DELETE FROM project WHERE project.id = %(id)s
{'id': 1}
COMMIT

The database took care of deleting the tasks itself:

cascade> SELECT * from task;
+------+--------------+
| id   | project_id   |
|------+--------------|
+------+--------------+
SELECT 0
Time: 0.020s

Which to Use?

The SQLAlchemy documentation says:

Database level ON DELETE cascade is vastly more efficient than that of SQLAlchemy.

Which is totally fine since, as the documentation continues to point out, taking advantage of database cascades within SQLAlchemy is pretty smooth.

Another reason to choose database cascades is that they still happen even if you want to break out into some raw SQL at some point.

Those reasons are compelling. Why did SQLAlchemy even bother to implement ORM cascades? A few reasons I thought of are:

Maybe you have an existing schema that you're not free to change for some reason, but you still want automatic cascade deletes in your code.
One of the models you'd like to cascade uses joined table inheritance and you want to avoid a "half deleted" object.
Some databases don't support (or don't support by default) FOREIGN KEY, and therefore ON DELETE CASCADE.
Maybe delete was added for completeness along with the other cascade behaviors that only make sense in the context of an ORM.
Other ORMs do it, so there is precedence.

Summary

Database-level cascade deletes are set on ForeignKey:

project_id = Column(
    Integer, ForeignKey("project.id", ondelete="CASCADE"), nullable=False
)

This says: ON DELETE of the row I'm referencing CASCADE and delete this row too. Remember passive_deletes=True!

ORM-level cascade deletes are set on relationship:

tasks = relationship(
    "Task", back_populates="project", cascade="all, delete-orphan"
)

This says: Cascade the deletion of this object to these related objects.

Here is the final code example:

from sqlalchemy import create_engine, Column, Integer, ForeignKey
from sqlalchemy.ext.declarative import declarative_base
from sqlalchemy.orm import relationship
from sqlalchemy.orm.session import sessionmaker

Base = declarative_base()

**YOUR INSTRUCTIONS**
From the text on SQLAlchemy cascade deletes, list every possible reason the author gives for why SQLAlchemy implemented ORM cascades.

**DATASET EXTRACT**
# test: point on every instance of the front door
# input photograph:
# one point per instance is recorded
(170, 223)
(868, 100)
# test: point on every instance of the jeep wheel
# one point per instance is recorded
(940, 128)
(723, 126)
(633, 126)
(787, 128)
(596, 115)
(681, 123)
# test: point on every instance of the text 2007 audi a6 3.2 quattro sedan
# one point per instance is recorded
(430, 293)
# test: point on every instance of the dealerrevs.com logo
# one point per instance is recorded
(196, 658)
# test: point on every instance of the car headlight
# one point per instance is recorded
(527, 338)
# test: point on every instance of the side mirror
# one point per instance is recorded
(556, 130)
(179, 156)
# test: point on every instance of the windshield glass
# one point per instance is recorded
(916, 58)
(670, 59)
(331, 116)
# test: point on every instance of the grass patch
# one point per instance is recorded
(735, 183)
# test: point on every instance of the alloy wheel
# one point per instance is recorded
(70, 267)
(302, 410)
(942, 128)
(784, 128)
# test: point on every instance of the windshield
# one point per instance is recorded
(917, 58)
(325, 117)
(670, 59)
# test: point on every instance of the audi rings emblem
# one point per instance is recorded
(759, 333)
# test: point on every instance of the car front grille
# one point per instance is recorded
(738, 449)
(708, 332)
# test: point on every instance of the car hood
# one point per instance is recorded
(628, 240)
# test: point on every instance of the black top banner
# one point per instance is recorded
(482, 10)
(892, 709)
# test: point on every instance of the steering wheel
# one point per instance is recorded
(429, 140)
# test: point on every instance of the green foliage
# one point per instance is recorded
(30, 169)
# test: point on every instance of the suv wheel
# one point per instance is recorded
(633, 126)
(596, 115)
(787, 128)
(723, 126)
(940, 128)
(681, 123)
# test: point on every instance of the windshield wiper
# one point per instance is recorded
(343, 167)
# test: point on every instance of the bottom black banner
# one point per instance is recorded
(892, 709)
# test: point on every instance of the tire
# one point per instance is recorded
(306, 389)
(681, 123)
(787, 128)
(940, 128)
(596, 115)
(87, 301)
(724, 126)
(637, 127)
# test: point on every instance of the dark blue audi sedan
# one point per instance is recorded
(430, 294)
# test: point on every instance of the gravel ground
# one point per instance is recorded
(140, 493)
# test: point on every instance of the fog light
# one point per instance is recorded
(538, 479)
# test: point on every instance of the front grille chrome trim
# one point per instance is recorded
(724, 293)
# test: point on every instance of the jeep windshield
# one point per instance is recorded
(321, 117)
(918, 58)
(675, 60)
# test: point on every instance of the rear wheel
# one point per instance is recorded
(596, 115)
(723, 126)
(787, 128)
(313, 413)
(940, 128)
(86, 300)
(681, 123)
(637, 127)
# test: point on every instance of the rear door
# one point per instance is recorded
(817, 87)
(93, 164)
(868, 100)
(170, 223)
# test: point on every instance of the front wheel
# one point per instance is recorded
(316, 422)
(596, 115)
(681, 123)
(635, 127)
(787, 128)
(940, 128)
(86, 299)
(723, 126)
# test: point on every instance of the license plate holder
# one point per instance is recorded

**WRITTEN RESPONSE**
- You may have an existing schema you aren't free to change but still want automatic cascade deletes in your code.
- One of the models you want to cascade uses joined table inheritance, and you want to avoid a "half deleted" object.
- Some databases don't support FOREIGN KEY, or don't support it by default, and so don't support ON DELETE CASCADE.
- Delete may have been added for completeness alongside the other cascade behaviors that only make sense in the context of an ORM.
- Other ORMs do it, so there is precedence.